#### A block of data
%%

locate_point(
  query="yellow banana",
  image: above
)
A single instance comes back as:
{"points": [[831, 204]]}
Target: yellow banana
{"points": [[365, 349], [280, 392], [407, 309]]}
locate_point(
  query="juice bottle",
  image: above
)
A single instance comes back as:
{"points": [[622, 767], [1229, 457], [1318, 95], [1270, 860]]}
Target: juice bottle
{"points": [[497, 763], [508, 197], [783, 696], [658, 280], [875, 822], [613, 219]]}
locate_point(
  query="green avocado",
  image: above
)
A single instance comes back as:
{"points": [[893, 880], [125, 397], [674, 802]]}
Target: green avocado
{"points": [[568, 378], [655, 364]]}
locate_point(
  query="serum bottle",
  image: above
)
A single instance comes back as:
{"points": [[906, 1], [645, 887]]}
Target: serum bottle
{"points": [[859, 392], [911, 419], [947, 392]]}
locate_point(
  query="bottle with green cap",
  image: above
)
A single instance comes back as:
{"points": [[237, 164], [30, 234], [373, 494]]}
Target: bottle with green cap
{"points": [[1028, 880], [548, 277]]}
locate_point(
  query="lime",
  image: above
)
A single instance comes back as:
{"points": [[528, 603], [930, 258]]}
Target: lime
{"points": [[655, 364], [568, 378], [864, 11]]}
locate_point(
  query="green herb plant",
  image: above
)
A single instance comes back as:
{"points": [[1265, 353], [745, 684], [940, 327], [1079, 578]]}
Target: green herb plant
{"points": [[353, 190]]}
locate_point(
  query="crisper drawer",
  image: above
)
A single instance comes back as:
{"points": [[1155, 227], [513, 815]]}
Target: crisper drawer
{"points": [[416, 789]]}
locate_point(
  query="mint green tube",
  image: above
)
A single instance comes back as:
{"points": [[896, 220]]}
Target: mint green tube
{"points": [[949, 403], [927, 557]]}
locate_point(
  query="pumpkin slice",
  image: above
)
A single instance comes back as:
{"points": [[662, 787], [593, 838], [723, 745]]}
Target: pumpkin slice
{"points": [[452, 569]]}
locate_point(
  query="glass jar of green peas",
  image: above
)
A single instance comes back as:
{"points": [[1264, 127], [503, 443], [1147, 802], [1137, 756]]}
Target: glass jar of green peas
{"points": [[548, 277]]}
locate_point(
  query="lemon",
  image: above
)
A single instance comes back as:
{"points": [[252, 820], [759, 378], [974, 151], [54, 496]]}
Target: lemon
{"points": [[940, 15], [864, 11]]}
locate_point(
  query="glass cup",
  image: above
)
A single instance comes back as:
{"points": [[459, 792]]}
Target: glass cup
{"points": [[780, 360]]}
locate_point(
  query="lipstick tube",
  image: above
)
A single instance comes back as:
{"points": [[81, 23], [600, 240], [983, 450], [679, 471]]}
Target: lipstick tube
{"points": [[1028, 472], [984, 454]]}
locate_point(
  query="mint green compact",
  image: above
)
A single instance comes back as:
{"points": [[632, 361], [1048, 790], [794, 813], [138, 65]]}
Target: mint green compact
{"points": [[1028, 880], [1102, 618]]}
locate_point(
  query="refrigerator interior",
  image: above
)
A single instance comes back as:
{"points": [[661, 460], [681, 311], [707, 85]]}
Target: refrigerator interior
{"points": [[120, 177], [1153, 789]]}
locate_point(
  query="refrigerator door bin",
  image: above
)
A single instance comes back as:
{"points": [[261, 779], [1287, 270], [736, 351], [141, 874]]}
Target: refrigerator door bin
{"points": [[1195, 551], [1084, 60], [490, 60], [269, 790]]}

%%

#### Task to carry out
Write out the complete set of records exactly as given.

#### Written response
locate_point(
  query="yellow banana",
  image: above
)
A single instance comes back as:
{"points": [[831, 204]]}
Target: yellow banana
{"points": [[365, 349], [280, 392], [407, 309]]}
locate_point(
  query="juice bottle",
  image: above
)
A single instance comes back as:
{"points": [[622, 767], [1229, 457], [1318, 95], [1270, 860]]}
Target: juice bottle
{"points": [[497, 763], [508, 197], [783, 696], [658, 280], [875, 822], [613, 219]]}
locate_point(
  query="green avocado",
  image: above
)
A single instance comes back as:
{"points": [[893, 880], [125, 397], [674, 802]]}
Target: green avocado
{"points": [[568, 378], [655, 364]]}
locate_point(
  query="serum bottle",
  image: above
)
A single instance comes back as:
{"points": [[906, 1], [645, 887]]}
Target: serum bottle
{"points": [[859, 392], [911, 419], [947, 392]]}
locate_point(
  query="bottle with green cap",
  image: above
)
A single instance comes back as:
{"points": [[237, 164], [30, 234], [373, 494]]}
Target: bottle with green cap
{"points": [[1028, 880], [548, 277]]}
locate_point(
  query="lime",
  image: above
)
A single instance comes back as:
{"points": [[528, 603], [930, 258]]}
Target: lime
{"points": [[655, 364], [568, 378], [864, 11]]}
locate_point(
  query="green herb plant",
  image: above
)
A single instance comes back as:
{"points": [[1265, 353], [745, 684], [940, 327], [1079, 578]]}
Target: green herb plant
{"points": [[353, 190]]}
locate_point(
  query="crisper drawer",
  image: above
)
A single instance comes back as:
{"points": [[1155, 227], [513, 815]]}
Target: crisper drawer
{"points": [[416, 789]]}
locate_point(
  query="mint green tube",
  image: above
)
A single instance comes back as:
{"points": [[896, 220]]}
Target: mint green tube
{"points": [[949, 403], [927, 557]]}
locate_point(
  query="pumpkin slice",
  image: above
)
A single instance comes back as:
{"points": [[662, 787], [593, 838], [723, 745]]}
Target: pumpkin slice
{"points": [[452, 569]]}
locate_point(
  query="glass jar of green peas",
  image: above
)
A single instance comes back as:
{"points": [[1264, 127], [503, 443], [1147, 802], [1137, 756]]}
Target: glass jar of green peas
{"points": [[548, 277]]}
locate_point(
  query="lemon",
  image: above
)
A single instance comes back as:
{"points": [[252, 820], [759, 378], [974, 151], [54, 496]]}
Target: lemon
{"points": [[940, 15], [864, 11]]}
locate_point(
  query="glass cup",
  image: above
)
A single instance comes back as:
{"points": [[459, 792]]}
Target: glass cup
{"points": [[780, 360]]}
locate_point(
  query="lipstick tube",
  image: above
)
A single instance comes back as:
{"points": [[81, 23], [600, 240], [983, 450], [679, 471]]}
Target: lipstick tube
{"points": [[1028, 472], [984, 454]]}
locate_point(
  query="mint green compact",
  image: above
)
A single instance comes back as:
{"points": [[632, 361], [1048, 790], [794, 813], [138, 65]]}
Target: mint green compact
{"points": [[1028, 880], [1102, 618]]}
locate_point(
  query="refrigerator interior",
  image: above
)
A single instance comes back as:
{"points": [[661, 460], [681, 311], [707, 85]]}
Target: refrigerator interior
{"points": [[120, 177], [1153, 789]]}
locate_point(
  query="refrigerator door bin",
  image: above
)
A single instance comes back as:
{"points": [[261, 779], [1287, 270], [736, 351], [141, 874]]}
Target: refrigerator door bin
{"points": [[1195, 551], [1084, 60], [490, 60], [269, 790]]}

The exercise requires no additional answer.